— ZIEL DER AUFGABE —
Filtere das Material unten und gib jede Zeile unverändert wieder, in der die Zeichenfolge "building" vorkommt.

(Aus einer Sammlung entnommene Daten)
__________________________________________________
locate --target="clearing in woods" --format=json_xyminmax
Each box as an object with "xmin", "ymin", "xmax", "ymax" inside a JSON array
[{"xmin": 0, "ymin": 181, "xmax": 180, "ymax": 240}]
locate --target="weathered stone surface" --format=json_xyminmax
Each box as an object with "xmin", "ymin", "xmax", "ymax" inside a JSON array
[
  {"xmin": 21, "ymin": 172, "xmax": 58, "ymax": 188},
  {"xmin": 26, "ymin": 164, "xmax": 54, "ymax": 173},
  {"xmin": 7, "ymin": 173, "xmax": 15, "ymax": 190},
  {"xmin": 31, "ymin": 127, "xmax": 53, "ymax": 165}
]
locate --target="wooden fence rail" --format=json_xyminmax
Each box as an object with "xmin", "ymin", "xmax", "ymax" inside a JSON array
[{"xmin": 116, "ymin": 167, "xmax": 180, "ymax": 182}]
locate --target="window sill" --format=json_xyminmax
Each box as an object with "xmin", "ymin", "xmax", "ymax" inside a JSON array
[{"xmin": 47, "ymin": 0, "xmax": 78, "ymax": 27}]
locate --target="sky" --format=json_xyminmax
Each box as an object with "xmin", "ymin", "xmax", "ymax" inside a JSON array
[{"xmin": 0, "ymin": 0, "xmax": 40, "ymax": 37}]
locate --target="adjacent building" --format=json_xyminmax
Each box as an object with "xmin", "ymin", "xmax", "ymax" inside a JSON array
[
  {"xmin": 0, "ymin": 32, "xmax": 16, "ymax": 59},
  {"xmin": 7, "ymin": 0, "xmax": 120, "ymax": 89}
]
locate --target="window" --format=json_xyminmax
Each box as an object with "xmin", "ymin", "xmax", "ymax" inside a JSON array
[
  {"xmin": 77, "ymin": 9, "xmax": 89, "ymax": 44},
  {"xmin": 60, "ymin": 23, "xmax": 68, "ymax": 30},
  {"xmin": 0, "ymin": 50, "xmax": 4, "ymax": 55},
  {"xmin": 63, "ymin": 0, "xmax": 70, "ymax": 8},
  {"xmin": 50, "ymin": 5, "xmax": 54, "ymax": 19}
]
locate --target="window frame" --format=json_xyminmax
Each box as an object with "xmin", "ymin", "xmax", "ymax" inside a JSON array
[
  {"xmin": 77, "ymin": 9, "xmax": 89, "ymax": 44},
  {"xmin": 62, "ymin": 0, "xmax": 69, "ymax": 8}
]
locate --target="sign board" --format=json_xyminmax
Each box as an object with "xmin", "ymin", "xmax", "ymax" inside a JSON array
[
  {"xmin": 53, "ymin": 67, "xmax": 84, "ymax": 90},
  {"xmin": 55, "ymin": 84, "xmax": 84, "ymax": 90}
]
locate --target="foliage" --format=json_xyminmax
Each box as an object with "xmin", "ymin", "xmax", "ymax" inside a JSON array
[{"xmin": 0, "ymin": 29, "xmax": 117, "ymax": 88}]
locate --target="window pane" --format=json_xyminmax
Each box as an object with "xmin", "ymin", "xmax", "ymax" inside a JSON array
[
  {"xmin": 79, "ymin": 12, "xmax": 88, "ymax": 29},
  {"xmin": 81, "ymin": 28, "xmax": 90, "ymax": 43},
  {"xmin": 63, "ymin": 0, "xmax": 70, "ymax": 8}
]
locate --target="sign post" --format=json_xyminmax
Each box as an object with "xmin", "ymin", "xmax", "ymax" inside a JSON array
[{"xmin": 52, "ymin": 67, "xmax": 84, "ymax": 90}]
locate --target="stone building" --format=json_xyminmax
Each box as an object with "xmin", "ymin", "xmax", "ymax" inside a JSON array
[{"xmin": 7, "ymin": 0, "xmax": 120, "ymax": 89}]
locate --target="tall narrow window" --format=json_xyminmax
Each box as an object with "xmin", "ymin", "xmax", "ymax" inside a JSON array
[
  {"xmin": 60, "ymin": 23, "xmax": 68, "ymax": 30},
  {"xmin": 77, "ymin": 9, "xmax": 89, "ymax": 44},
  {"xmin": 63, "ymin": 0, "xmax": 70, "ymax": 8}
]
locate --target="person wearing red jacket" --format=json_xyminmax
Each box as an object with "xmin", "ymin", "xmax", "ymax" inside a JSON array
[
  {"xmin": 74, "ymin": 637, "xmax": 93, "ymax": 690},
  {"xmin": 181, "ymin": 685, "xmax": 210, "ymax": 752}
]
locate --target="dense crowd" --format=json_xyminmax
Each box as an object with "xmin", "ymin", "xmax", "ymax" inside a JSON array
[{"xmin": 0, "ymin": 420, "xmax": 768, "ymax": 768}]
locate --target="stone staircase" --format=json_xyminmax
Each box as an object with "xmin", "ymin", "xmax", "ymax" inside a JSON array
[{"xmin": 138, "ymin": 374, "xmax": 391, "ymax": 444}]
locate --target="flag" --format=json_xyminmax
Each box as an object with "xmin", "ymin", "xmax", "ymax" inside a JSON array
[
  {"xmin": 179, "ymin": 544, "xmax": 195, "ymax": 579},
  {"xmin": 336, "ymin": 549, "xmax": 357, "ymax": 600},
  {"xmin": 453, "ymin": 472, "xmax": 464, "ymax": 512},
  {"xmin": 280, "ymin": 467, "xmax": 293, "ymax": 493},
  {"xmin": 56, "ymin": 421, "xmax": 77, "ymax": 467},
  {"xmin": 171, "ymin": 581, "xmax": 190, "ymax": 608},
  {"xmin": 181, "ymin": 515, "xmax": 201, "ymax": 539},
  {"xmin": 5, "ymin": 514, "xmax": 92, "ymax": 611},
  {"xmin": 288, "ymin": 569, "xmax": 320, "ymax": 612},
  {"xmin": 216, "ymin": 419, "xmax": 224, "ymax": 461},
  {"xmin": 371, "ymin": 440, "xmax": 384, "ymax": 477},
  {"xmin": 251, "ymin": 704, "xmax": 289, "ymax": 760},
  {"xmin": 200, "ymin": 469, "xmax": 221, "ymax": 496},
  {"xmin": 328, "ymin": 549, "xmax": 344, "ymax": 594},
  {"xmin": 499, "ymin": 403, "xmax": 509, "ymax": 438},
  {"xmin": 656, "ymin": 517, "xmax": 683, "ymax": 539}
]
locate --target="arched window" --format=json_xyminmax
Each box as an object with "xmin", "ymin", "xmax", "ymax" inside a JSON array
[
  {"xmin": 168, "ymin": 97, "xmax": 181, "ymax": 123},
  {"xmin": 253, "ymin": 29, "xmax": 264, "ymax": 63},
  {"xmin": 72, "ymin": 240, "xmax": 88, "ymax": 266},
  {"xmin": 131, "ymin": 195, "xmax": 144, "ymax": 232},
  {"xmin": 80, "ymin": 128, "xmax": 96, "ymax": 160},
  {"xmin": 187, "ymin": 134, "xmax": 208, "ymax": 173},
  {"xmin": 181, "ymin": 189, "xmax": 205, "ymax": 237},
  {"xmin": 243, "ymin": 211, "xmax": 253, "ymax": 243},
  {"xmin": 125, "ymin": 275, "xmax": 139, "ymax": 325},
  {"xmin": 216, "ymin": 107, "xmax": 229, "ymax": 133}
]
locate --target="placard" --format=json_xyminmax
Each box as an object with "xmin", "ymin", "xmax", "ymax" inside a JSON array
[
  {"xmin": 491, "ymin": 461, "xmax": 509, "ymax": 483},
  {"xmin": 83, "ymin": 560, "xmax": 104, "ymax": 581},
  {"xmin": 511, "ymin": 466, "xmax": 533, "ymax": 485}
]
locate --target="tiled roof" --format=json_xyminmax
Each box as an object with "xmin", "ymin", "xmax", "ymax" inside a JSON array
__________________________________________________
— ANTWORT —
locate --target="adjacent building" --format=json_xyminmax
locate --target="stone building" --format=json_xyminmax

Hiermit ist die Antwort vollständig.